===== Document excerpt

Hill caught the art bug from his parents, avid collectors (his father is the former all-pro Dallas Cowboys running back Calvin Hill). BusinessWeek Online Contributing Editor Thane Peterson recently spoke with Hill about his pastime. Edited excerpts follow:
Talk a little about how you went about choosing which artworks to buy. What's your philosophy of collecting?
Initially, it was a matter of being drawn to art that my parents collected. I guess that expression "the apple doesn't fall far from the tree" applies here.
Do you have advisers, or do you buy what grabs you in the gut?
I guess my parents are my advisers. I bought the bulk of my collection [more than a dozen works by the late African American painter and collagist Romare Bearden] from the Bearden estate. I've been drawn to the work of the so-called African American "masters" like Bearden, which sometimes are now, I think, a bit out of my parents' price range. The collection that is out and touring was put together four years ago. I've continued to add to the collection since then.
Have you branched out beyond what you learned from your parents?
A little bit. But I haven't yet really focused on contemporary African American artists. I've mainly continued to collect the masters, many of whom, unfortunately, are no longer with us.
It's interesting that your family knows personally the great painter and sculptor Elizabeth Catlett, who is 90 and has lived in Mexico for many years.
Yeah. She knew and worked with many of the artists in my collection -- and that I would like to add to the collection. We flew her to Orlando for the opening of the tour of my collection. She interacted with some middle-school art students, and my wife and father were involved. Unfortunately, I was in the hospital with a staph infection.
As my taste evolves, though, I'd like to be able to identify artists and collect artists who will be the Catletts and Beardens of the future. I'm a history major, and I've always been fascinated with those who have come before us. It's important to be able to look at history through the eyes of artists in the different stages of their lives. But, in terms of going forward, it's amazing when I talk to my parents and [Bill and Camille] Cosby, who have collected artwork for more than 40 years. They know the artists, had a relationship with them. I plan on living a long time. And going forward, I'd like to identify those artists and share with them, develop relationships, and really spend time with them as they go through different stages of the creative process.
When my career slows down and I retire, maybe -- I hope -- I'll have time to really dig into it. To move out of my comfort zone and evolve will take some time and effort on my part.
Do you buy art at auction?
I never have, no. I'd probably get too competitive. I'd probably be the wrong person to participate in an art auction. That could be dangerous.
Do you look at art as an investment?
Not at all. I'm aware, I guess, but I don't look at it from that standpoint. I haven't sold any of my pieces. These are pieces I'd like to be able to pass on -- and I hope my children won't sell them. But the investment potential isn't what motivates me.
You say you've taken a pause in your collecting. Are you feeling sticker shock as prices rise?
No. There's kind of a simple reason for it. A lot of these artworks have been out of my possession while they're traveling [from museum to museum]. During that time, I've been able to buy more pieces and display them in my home and office. When this tour is done traveling, I'm going to have too much. I have to figure out: Am I going to store some of these works and rotate them, or what? My wife's idea is to build another home, which would be the simple thing, but I've got to figure out how I'm going to manage it. I'm a little overwhelmed by the idea that the tour is going to end soon.
Why collect African American art? You're African American, but you could collect anything you want.
For me it's a reminder of just what we as a people have endured. There are talented individuals -- during the Civil Rights movement, during the 1930s and 1940s -- who at various times were able to capture the moment. I'm sure there are contemporary artists who are doing the same now.

==========

Apply what you read:
**1.** In the interview, from whom did Hill buy the bulk of his collection?
**2.** Update the stretch of the interview from "It's interesting that" through "a staph infection.", changing "Orlando" to "Tampa".

===== Information supplied

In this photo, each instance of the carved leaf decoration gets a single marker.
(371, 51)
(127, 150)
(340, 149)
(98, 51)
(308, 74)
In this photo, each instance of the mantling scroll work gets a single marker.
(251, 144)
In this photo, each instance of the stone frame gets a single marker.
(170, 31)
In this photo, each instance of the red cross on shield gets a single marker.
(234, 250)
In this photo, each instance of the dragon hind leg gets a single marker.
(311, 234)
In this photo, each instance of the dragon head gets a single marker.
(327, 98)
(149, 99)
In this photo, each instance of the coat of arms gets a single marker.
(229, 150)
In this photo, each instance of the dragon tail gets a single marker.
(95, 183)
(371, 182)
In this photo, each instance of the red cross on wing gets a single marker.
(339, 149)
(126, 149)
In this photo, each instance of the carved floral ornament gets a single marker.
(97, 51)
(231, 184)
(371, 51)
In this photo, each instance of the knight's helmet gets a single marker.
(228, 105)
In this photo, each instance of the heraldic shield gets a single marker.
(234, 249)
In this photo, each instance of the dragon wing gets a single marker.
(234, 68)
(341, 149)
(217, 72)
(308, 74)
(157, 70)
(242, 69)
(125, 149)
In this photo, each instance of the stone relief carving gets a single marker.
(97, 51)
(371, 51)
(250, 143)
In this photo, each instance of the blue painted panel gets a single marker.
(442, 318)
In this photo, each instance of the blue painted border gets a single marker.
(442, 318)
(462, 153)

==========
===== Information supplied

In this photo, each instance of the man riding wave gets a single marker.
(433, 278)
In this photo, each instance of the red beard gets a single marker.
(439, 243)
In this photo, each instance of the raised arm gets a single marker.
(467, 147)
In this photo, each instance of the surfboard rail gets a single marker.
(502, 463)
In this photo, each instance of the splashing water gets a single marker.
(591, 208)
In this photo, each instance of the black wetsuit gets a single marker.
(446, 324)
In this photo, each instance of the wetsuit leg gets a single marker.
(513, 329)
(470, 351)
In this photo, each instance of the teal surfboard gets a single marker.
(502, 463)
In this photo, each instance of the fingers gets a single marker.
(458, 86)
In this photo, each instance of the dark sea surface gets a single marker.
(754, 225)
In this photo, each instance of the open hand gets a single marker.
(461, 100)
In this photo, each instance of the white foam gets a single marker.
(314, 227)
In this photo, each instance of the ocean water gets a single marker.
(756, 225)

==========

Answers to this exercise:
**1.** From the Bearden estate.

**2.**
It's interesting that your family knows personally the great painter and sculptor Elizabeth Catlett, who is 90 and has lived in Mexico for many years.
Yeah. She knew and worked with many of the artists in my collection -- and that I would like to add to the collection. We flew her to Tampa for the opening of the tour of my collection. She interacted with some middle-school art students, and my wife and father were involved. Unfortunately, I was in the hospital with a staph infection.